TO-DO LIST:
(a) According to the Day 34 entry, how many patches were on the flat rear tire?
(b) From the Day 34 entry, copy the passage starting at "Into the Spokane" and ending at "replace it wholesale.".

##### TEXT PROVIDED

Day 34 - Coeur d'Alene

Into the Spokane Valley:

Waking up in Wallace led to an all to familiar sight: A flat rear tire. In its defense, it literally had seven patches on the tire itself. Any one of them could be partial. I did have a spare, but that spare was also a tire that had been damaged. It had a bit of a slash across the side which is why I decided to replace it wholesale.

I thought that it would be best to trade out this patch riddled monstrosity for a less weathered tube and so I went through and patched the small gash and then inflated it to test. It seemed to hold pressure just fine and so I threw it into the wheel.

I had noted that my derailleur hanger was bent the day before — the derailleur is the weird little arm at the back of the bike that helps selecting gears. This was causing me to not be able to access my top gear, and frequently causing my chain to slip off in bottom gear, or skip from gear to gear.

So I took my wrench and attempted to bend it back. What you need to know is that the hanger is a piece of softer, sacrificial metal that is meant to fail so that if the derailleur is impacted something important isn’t bent instead. It’s a bolt on piece of metal that simply holds the mechanism. I could see the clear bend in this and so I pulled against the bend. I heard a sickening snap and the hanger seemed to have broken off.

Nearly in panic I looked more closely and it became clear that the damage, while not great, hadn’t impacted the frame whatsoever. I had stripped one of the two small bolts holding the hanger into the frame. I simply swapped the position of the two bolts and reinstalled it. It wasn't ideal, but it solved the problem and the hanger was back in place but still bent. Something that would need solving later.

After fully getting the wheel reinstalled I went back to other tasks necessary to get on the road. Packing things, taking my meds, checking the weather. When I came back to the bike the tire was flat again. I was nonplussed.

Each time I have to pump these tires up it takes a considerable effort after my large pump broke, something like thirty minutes of work to get it to a reasonable pressure level.

##########
##### ENTRIES

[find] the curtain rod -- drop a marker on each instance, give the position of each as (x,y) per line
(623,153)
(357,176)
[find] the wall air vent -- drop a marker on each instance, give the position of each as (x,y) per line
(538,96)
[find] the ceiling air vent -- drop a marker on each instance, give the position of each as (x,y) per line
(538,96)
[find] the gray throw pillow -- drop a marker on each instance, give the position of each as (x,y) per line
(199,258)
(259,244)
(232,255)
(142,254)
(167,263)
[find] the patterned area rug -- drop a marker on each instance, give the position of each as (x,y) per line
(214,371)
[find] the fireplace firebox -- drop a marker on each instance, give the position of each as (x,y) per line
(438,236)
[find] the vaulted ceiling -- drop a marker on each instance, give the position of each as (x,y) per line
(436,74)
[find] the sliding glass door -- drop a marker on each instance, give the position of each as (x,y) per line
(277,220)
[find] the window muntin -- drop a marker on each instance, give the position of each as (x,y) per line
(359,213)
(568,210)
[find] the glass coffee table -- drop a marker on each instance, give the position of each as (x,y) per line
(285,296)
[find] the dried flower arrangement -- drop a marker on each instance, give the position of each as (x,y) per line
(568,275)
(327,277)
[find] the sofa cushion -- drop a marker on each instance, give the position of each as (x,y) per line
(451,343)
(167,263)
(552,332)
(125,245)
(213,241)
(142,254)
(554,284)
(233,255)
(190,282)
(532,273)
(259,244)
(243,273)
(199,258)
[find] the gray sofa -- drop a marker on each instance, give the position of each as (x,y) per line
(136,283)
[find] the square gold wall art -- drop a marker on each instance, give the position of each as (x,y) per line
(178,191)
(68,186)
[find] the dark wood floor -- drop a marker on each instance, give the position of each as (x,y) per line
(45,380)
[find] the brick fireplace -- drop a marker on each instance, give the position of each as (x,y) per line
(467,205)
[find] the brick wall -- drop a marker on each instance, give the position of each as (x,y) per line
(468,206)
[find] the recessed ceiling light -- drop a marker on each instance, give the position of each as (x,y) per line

##########

RESPONSES TO THE EXERCISE:
(a) Seven

(b)
Into the Spokane Valley:

Waking up in Wallace led to an all to familiar sight: A flat rear tire. In its defense, it literally had seven patches on the tire itself. Any one of them could be partial. I did have a spare, but that spare was also a tire that had been damaged. It had a bit of a slash across the side which is why I decided to replace it wholesale.